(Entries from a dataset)
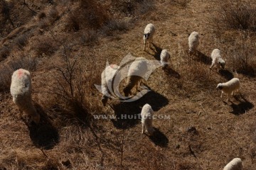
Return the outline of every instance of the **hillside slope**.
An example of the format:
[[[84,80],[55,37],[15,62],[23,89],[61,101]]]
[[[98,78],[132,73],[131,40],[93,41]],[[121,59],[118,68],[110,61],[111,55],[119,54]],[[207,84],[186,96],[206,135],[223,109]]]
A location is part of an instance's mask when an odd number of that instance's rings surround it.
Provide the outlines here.
[[[218,28],[220,1],[31,1],[36,15],[21,26],[13,21],[17,28],[11,31],[10,25],[1,28],[0,169],[213,170],[234,157],[242,159],[244,169],[255,169],[255,69],[235,70],[233,57],[255,55],[256,35]],[[81,6],[90,12],[82,13]],[[156,29],[154,45],[144,52],[143,30],[149,23]],[[194,30],[201,44],[189,56],[188,37]],[[215,48],[227,61],[220,73],[209,69]],[[119,64],[129,52],[159,60],[162,49],[170,52],[170,64],[144,81],[149,93],[134,102],[102,105],[94,84],[100,84],[107,61]],[[250,59],[253,68],[255,60]],[[76,61],[71,94],[58,71],[66,73],[67,61]],[[11,73],[19,67],[31,72],[33,99],[43,117],[39,126],[18,118],[9,92]],[[241,81],[241,95],[227,102],[215,87],[233,76]],[[139,114],[145,103],[156,115],[169,116],[154,120],[153,137],[141,134],[139,120],[118,119]],[[96,120],[91,114],[117,118]]]

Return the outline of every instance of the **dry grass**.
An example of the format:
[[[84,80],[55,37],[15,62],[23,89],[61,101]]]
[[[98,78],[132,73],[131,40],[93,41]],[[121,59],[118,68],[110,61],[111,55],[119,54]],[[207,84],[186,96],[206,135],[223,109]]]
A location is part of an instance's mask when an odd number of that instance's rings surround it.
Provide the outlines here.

▸ **Exercise goal**: Could you give again exactly the lines from the line containing "Return the outline of every instance of the **dry" through the final line of the data above, and no others?

▸ **Task output**:
Return the outline of every instance of the **dry grass**.
An example of the format:
[[[84,80],[55,37],[15,62],[23,89],[61,101]]]
[[[98,78],[132,73],[131,40],[93,41]],[[121,59],[118,68],[110,61],[111,55],[119,54]],[[207,84],[186,96],[206,135],[223,109]]]
A location is part of an instance's mask when an odd number of that instance's rings surround it.
Provide the outlines here.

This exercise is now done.